- _Task description_:
Which of the lines below include "tree"? Each one should be copied out.

- _Records for the exercise_:
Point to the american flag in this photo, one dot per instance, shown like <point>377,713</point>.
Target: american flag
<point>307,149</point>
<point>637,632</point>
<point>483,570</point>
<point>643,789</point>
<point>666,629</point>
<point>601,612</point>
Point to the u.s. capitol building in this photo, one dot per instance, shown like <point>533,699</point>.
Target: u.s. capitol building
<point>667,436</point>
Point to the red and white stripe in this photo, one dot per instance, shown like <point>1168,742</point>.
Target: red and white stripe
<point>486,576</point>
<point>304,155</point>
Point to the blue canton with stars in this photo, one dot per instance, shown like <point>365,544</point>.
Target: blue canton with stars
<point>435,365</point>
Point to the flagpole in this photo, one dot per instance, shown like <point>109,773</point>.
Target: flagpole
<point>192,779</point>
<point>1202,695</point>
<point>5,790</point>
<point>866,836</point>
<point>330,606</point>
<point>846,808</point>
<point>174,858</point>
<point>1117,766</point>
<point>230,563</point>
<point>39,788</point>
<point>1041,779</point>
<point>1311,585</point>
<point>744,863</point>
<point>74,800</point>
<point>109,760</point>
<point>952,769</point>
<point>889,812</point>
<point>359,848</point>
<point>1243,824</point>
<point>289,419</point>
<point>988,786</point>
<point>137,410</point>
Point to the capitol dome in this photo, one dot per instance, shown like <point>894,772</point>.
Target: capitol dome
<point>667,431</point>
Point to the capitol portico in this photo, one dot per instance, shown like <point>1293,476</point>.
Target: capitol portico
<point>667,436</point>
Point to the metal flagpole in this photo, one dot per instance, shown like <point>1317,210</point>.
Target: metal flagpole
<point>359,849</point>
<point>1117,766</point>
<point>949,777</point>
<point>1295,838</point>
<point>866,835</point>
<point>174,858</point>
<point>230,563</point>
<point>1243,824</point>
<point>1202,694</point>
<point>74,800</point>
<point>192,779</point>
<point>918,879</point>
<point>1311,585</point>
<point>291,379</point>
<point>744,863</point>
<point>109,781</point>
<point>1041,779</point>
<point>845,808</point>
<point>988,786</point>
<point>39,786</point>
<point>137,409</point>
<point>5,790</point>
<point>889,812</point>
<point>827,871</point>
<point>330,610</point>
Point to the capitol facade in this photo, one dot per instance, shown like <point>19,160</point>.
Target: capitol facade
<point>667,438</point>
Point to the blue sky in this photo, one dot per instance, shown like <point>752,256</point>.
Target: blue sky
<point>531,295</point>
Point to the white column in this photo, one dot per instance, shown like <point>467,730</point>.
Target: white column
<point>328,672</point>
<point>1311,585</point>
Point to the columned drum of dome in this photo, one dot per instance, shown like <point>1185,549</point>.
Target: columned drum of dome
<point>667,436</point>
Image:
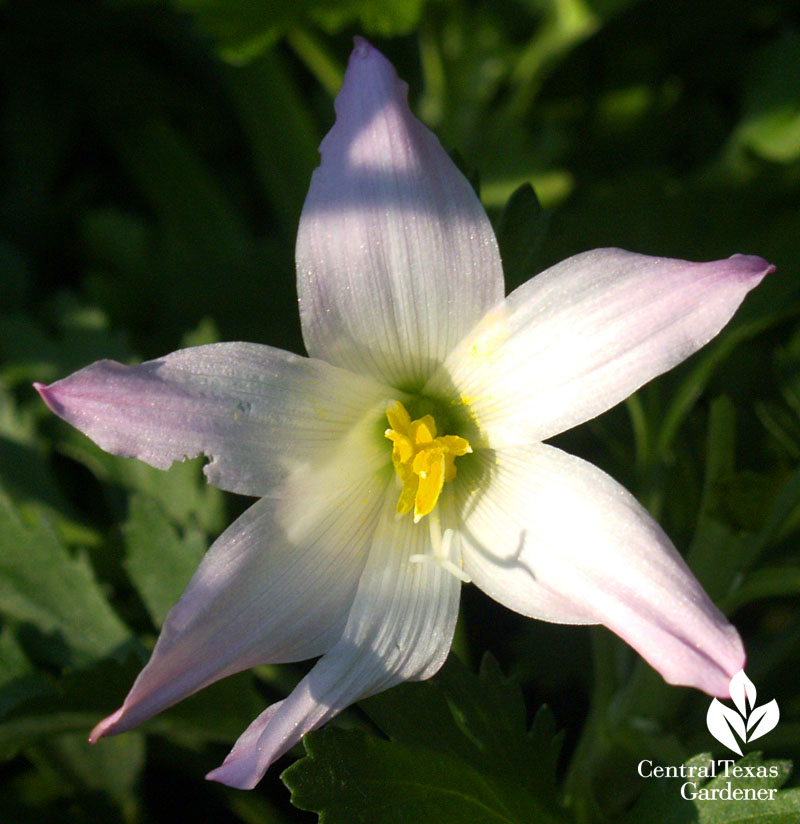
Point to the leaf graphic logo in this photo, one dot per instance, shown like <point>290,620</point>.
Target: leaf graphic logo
<point>749,723</point>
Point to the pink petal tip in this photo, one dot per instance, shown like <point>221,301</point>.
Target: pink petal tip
<point>105,727</point>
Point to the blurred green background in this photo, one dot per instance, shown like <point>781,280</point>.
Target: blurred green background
<point>154,158</point>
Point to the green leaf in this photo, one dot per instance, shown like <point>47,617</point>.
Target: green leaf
<point>112,768</point>
<point>350,777</point>
<point>159,560</point>
<point>246,28</point>
<point>19,681</point>
<point>520,232</point>
<point>459,749</point>
<point>771,127</point>
<point>181,490</point>
<point>663,802</point>
<point>56,595</point>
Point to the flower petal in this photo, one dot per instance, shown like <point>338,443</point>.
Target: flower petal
<point>548,521</point>
<point>276,586</point>
<point>582,336</point>
<point>399,628</point>
<point>396,259</point>
<point>256,411</point>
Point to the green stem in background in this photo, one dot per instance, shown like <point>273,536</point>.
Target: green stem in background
<point>431,103</point>
<point>566,23</point>
<point>641,435</point>
<point>317,59</point>
<point>593,745</point>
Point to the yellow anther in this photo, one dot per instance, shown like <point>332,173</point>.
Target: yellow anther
<point>422,461</point>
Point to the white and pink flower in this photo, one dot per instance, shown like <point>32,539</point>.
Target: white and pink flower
<point>401,300</point>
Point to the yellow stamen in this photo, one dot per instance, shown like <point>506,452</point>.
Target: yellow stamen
<point>422,461</point>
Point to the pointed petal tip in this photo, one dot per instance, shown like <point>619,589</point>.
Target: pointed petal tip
<point>228,774</point>
<point>752,267</point>
<point>106,727</point>
<point>45,394</point>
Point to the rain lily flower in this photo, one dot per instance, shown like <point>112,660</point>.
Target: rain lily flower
<point>405,456</point>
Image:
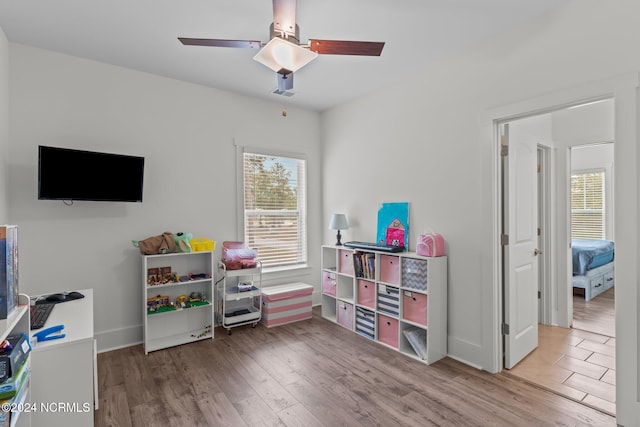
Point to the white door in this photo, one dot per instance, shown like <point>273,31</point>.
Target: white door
<point>520,247</point>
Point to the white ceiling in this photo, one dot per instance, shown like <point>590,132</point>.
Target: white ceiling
<point>142,35</point>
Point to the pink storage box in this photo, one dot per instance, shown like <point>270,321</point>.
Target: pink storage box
<point>367,293</point>
<point>430,244</point>
<point>288,303</point>
<point>390,269</point>
<point>414,307</point>
<point>345,314</point>
<point>345,263</point>
<point>388,330</point>
<point>329,283</point>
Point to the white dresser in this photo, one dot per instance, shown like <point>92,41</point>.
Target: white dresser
<point>63,371</point>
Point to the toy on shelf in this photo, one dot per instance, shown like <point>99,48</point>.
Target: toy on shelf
<point>182,241</point>
<point>235,256</point>
<point>199,244</point>
<point>159,304</point>
<point>162,244</point>
<point>169,242</point>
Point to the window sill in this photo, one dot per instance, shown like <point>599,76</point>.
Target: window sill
<point>285,271</point>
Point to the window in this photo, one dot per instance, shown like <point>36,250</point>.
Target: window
<point>275,217</point>
<point>588,205</point>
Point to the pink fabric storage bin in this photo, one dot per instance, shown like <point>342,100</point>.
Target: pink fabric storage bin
<point>345,263</point>
<point>366,293</point>
<point>390,269</point>
<point>388,330</point>
<point>329,283</point>
<point>345,314</point>
<point>430,244</point>
<point>414,307</point>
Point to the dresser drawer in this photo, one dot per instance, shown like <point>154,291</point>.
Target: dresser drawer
<point>329,283</point>
<point>390,269</point>
<point>414,307</point>
<point>388,330</point>
<point>366,293</point>
<point>597,285</point>
<point>345,314</point>
<point>345,262</point>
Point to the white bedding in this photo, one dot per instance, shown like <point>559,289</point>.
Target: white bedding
<point>583,281</point>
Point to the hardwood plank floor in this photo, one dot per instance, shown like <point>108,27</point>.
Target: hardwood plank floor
<point>580,362</point>
<point>315,373</point>
<point>597,315</point>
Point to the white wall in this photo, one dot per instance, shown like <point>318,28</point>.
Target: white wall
<point>423,141</point>
<point>4,128</point>
<point>186,134</point>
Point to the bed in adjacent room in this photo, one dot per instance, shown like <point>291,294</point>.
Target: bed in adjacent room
<point>593,266</point>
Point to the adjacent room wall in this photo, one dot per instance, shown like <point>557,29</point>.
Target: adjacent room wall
<point>185,132</point>
<point>4,128</point>
<point>423,141</point>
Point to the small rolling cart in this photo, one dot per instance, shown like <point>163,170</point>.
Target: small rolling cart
<point>239,296</point>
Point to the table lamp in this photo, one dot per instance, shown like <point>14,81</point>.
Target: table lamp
<point>338,222</point>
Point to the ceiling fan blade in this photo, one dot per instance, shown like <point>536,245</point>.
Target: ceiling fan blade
<point>343,47</point>
<point>284,17</point>
<point>246,44</point>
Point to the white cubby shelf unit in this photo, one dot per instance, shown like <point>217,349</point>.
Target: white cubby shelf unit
<point>396,299</point>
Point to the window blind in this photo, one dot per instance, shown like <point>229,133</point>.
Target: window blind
<point>275,218</point>
<point>588,205</point>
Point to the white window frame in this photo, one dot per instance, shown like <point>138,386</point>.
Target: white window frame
<point>303,224</point>
<point>603,210</point>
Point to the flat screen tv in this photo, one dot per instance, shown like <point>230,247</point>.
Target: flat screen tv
<point>66,174</point>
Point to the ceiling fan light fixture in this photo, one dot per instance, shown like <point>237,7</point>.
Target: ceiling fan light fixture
<point>279,54</point>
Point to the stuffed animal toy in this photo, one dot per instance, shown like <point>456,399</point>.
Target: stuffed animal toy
<point>182,241</point>
<point>161,244</point>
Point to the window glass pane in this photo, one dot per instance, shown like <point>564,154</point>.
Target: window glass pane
<point>588,205</point>
<point>275,208</point>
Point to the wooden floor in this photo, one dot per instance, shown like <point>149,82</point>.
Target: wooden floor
<point>597,315</point>
<point>580,362</point>
<point>315,373</point>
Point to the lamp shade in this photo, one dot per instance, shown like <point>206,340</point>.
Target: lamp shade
<point>339,222</point>
<point>280,54</point>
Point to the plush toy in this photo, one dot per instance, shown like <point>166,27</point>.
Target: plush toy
<point>182,241</point>
<point>162,244</point>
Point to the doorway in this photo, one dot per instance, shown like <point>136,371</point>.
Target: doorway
<point>576,363</point>
<point>592,213</point>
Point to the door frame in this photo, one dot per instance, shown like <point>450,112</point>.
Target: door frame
<point>545,220</point>
<point>624,91</point>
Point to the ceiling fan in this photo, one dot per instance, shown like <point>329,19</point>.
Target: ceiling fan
<point>283,53</point>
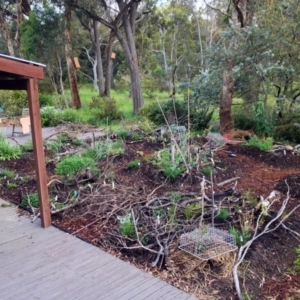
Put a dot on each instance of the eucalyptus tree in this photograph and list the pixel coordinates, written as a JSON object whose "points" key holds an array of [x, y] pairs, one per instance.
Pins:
{"points": [[11, 16], [43, 40], [120, 16]]}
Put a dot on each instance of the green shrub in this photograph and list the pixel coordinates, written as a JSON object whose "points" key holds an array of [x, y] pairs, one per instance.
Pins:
{"points": [[243, 117], [69, 115], [69, 166], [8, 151], [264, 126], [13, 102], [76, 142], [46, 100], [199, 118], [4, 173], [126, 226], [105, 148], [53, 145], [241, 237], [172, 171], [49, 117], [223, 214], [134, 163], [262, 144], [288, 132], [122, 133], [192, 210], [208, 170], [33, 199], [12, 185]]}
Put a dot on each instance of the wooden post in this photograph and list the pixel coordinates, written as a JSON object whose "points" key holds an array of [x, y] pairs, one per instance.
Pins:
{"points": [[37, 138]]}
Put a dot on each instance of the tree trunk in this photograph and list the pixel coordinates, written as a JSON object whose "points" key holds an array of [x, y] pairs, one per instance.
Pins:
{"points": [[99, 59], [131, 56], [109, 64], [6, 34], [19, 21], [70, 63], [226, 124]]}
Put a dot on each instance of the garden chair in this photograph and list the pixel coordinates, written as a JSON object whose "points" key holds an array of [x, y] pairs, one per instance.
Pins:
{"points": [[23, 121]]}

- _Result of this exercise_:
Put a dot on each instance of the eucalyptus tree in this photograph and list the pixel coordinates, written as a JSON object whose "points" key holds an array of [x, y] pairs, one per instance.
Put a dot on each instance of the tree trunk in this photograph and list the pixel coordinates, written as a JSON object whose "points" key holds an array of [x, y] pairs, one per instance.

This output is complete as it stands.